> Task to carry out
Your answer should be the lines of the listing that contain the word "metal".

> Materials provided

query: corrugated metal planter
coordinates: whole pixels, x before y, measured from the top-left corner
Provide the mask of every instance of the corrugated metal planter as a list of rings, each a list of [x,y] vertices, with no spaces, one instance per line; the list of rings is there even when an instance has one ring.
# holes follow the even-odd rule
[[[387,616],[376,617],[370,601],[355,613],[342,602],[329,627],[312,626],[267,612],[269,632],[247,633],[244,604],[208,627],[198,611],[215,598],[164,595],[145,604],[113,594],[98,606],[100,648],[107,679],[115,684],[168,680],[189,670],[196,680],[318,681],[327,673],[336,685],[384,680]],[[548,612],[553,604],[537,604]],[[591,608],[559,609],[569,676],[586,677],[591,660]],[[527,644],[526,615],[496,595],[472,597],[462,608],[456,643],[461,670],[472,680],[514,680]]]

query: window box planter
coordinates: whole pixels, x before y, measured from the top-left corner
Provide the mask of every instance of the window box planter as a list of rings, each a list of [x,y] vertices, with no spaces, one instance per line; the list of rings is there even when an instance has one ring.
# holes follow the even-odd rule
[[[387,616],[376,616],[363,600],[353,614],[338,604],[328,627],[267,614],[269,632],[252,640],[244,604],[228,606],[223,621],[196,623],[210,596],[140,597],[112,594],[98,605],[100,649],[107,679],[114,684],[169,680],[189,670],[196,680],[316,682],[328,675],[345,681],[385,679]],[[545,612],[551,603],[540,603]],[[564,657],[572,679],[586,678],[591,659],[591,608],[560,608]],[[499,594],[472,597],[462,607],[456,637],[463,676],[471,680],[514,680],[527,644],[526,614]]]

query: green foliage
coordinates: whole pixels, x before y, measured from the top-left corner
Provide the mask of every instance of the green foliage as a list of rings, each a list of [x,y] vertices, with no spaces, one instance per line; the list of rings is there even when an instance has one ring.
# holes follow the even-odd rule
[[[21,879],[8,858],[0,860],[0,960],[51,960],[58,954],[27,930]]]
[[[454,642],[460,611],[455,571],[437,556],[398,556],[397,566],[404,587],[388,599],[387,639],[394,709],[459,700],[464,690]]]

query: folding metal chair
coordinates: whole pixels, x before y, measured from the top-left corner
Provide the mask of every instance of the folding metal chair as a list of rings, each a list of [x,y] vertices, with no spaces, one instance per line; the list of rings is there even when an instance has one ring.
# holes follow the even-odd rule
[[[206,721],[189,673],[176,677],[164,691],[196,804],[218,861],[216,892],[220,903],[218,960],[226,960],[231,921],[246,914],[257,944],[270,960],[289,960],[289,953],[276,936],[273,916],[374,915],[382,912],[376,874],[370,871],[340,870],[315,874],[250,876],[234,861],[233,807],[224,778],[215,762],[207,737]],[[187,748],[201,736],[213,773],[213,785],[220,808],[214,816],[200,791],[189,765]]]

> Written answer
query: corrugated metal planter
Provide the mask of every instance of the corrugated metal planter as a list of rings, each a list of [x,y] vertices, with no spaces, one instance per line; the list of rings is there even when an instance has one ring.
query: folding metal chair
Provide the mask of every instance of the folding metal chair as a list of rings, each a list of [x,y] vertices, with no spaces, one instance per line; the list of rings is there even when an instance has one ring.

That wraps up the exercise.